→ Extracted text:
Nathan Sass

Simple – Not Easy – Solutions

In 2012 Elections, Economics, Health Care Reform, Politics, Tax Policy, Taxes on February 1, 2012 at 6:00 AM

The biggest long term threat to the US economy and federal budget is the unfunded liabilities related to federal entitlement programs.

Over the next 20 years, these programs if left unaltered will consume every tax dollar collected by the federal government.  All spending on any other program, from national defense to environmental protection, would need to be reduced to zero or be funded with borrowed money.

Its a big problem, and so far no one has advanced an acceptable solution.  But maybe the solutions are not at complex as the political class would have you believe.

First, let us examine Social Security.  Benefits payments already exceed FICA receipts today, and this trend will continue as more baby boomers retire.  How can we possibly fix this looming issue?

Simple:  convert the entire program into a 401K.

First, no one over the age of 60 will have any change to their Social Security benefits.  They proceed under the current system.

The remainder of the population will have a new 401SS (“SS” for Social Security) created for them individually.

It is the same as a 401K, but funded via FICA taxes from employers and employees.  These accounts are owned individually, and are managed by the owner using any current private company or tool set (eTrade, etc.).

If the funds are not touched by the owner of the account after creation, the money is automatically invested in US Savings Bonds.

All future FICA taxes (6.5% of pay from the employee and 6.5% of pay from the employer) will be routed directly into the individual’s 401SS account, just like 401K contributions are today.  The federal government cannot access or repurpose FICA funds any longer for use in other federal spending.

→ Source information:
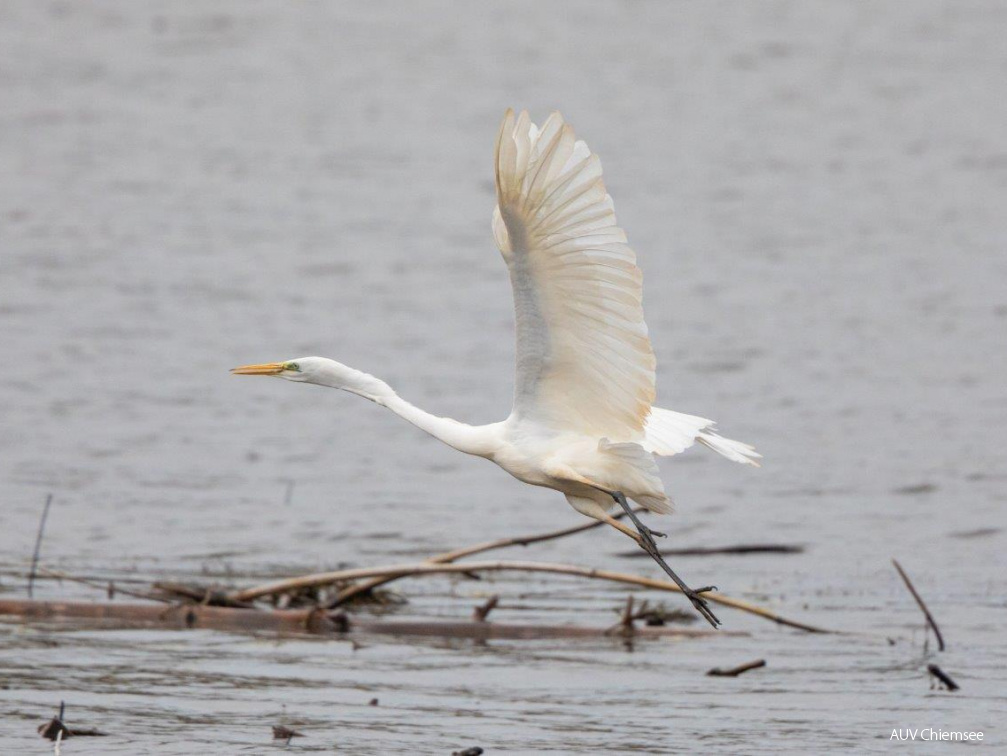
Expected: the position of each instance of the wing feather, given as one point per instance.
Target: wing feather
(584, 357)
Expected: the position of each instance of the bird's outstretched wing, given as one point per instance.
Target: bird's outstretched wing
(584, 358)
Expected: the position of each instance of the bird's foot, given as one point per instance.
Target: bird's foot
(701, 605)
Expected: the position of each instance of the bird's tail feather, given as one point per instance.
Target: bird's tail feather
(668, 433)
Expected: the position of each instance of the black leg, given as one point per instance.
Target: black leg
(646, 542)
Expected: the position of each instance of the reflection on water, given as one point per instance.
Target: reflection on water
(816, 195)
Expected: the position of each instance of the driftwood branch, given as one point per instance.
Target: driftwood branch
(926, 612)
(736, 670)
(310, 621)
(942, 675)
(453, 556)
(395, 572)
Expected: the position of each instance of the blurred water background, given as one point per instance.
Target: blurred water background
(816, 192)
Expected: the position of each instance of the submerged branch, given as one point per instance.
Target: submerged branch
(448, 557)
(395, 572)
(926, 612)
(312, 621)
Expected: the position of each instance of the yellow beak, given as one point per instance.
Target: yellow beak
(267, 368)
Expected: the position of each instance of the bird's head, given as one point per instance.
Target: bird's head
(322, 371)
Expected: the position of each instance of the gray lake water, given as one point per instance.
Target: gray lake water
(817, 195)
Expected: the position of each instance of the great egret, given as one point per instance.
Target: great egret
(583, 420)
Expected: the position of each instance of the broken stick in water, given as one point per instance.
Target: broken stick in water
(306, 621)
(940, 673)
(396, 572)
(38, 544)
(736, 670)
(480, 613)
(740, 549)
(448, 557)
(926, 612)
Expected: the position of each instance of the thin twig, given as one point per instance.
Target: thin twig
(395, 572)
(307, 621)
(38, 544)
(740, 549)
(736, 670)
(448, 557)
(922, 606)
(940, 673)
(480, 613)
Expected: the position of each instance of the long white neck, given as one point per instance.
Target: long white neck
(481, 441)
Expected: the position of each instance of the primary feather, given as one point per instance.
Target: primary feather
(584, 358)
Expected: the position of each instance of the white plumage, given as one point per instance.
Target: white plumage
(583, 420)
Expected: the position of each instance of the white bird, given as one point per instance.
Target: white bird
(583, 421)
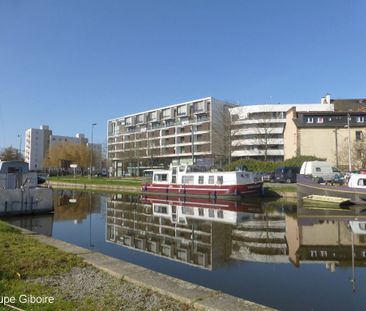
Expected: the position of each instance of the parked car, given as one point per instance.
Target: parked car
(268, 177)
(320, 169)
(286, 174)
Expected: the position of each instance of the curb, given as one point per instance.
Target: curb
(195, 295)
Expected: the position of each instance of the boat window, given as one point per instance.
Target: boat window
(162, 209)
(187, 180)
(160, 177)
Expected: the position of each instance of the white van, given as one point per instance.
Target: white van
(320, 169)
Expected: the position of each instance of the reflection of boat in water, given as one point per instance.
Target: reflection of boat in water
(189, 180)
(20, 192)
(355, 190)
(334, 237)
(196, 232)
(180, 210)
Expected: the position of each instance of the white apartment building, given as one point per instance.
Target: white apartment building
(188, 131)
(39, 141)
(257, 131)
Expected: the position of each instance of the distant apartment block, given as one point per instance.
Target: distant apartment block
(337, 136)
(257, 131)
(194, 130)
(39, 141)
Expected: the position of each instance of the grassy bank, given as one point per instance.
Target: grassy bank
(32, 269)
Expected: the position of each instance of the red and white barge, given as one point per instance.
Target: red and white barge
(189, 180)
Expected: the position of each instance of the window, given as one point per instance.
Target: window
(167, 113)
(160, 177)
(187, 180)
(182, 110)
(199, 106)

→ Explore the material:
1/ In the entitlement post, who would keep their Social Security benefits unchanged under the 401SS plan?
2/ List every category the entitlement post is filed under.
3/ Continue the entitlement post from its last sentence.
The items have nothing to do with the entitlement post.

→ Answers:
1/ No one over the age of 60 would see any change; they would stay under the current system.

2/ 2012 Elections, Economics, Health Care Reform, Politics, Tax Policy, Taxes

3/
For anyone over the age of 50 will have funds equal to the last 10 years of FICA taxes they and their employer paid deposited into the 401SS account, in addition to their future FICA payments.  This is intended to “catch up” those closer to retirement who may have relied on Social Security as it currently exists for their retirement.  This prevents older Americans from being underfunded for retirement in the new system.

For those between 40 and 50, they will have the last 5 years of FICA taxes deposited.

All others younger than 40 will have all FICA taxes deposited into their personal account going forward, but will not be given a “catch up” refund.

These accounts will be the personal property of the owner, and can be invested in any way the individual chooses.  They cannot withdraw funds until age 65, and can choose any current investment vehicle from money markets or savings bonds (safest choice with limited growth) to international stock markets (more growth and risk).

The federal government will see a short term uptick in spending when these accounts are created and older Americans are “refunded” FICA taxes.  After this short term uptick, federal liability for Social Security drops to almost 0.  This resolves the largest looming threat to the federal budget.

Remaining claims against Social Security for disability or orphaned minors, etc. will be migrated to other relevant programs in place elsewhere in the federal budget.  (These items are relatively small compared to benefits to retirees.)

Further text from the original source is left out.